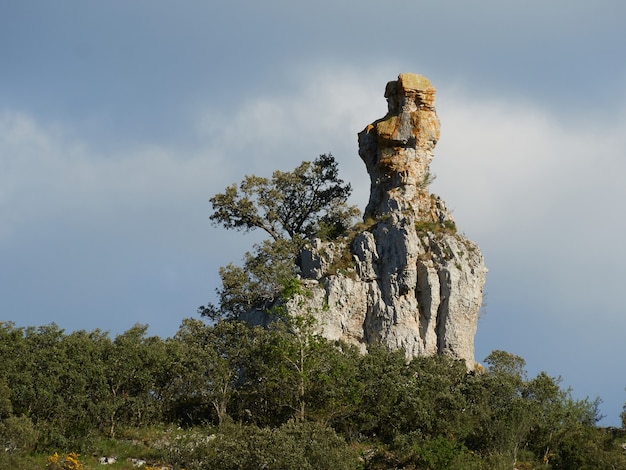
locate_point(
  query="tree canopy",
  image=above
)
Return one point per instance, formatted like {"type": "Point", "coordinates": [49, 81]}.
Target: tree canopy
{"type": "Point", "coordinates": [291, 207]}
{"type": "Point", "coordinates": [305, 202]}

=======

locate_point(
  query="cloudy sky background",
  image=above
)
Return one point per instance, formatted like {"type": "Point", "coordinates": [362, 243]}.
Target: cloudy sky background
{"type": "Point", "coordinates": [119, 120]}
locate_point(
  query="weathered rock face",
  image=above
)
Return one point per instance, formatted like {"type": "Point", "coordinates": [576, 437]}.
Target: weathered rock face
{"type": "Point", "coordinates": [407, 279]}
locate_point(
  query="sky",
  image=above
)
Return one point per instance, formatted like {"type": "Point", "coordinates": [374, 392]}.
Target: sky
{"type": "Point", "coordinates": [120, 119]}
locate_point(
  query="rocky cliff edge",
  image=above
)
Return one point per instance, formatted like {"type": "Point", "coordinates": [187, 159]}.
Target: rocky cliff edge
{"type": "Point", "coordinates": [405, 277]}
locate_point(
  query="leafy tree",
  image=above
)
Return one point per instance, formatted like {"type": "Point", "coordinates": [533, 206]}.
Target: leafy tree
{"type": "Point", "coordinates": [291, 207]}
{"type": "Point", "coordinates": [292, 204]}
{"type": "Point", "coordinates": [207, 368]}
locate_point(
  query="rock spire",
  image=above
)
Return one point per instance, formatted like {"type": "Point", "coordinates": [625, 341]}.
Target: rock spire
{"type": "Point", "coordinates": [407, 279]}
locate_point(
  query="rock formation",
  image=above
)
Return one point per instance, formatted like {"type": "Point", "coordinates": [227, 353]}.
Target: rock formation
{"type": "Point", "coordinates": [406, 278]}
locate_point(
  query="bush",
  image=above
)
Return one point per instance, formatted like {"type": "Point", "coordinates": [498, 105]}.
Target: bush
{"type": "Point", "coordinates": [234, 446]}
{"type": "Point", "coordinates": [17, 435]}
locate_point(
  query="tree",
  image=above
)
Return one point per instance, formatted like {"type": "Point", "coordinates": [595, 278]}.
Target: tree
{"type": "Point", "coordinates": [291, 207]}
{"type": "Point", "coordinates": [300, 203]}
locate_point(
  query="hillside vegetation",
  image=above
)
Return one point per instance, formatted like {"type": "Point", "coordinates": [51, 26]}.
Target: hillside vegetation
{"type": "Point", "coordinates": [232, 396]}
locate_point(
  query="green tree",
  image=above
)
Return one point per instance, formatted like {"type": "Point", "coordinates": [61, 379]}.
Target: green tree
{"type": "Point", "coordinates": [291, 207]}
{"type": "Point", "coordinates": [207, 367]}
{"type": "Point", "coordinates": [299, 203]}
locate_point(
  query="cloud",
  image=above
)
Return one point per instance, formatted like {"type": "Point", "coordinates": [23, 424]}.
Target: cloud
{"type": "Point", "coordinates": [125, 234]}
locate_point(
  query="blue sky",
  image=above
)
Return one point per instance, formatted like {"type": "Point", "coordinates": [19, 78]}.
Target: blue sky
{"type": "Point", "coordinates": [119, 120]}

=======

◆ JOB
Pick out every line above that contains the string "cloudy", copying each one in full. The match is case-sensitive.

◆ EXERCISE RESULT
  query="cloudy sky background",
Target: cloudy sky background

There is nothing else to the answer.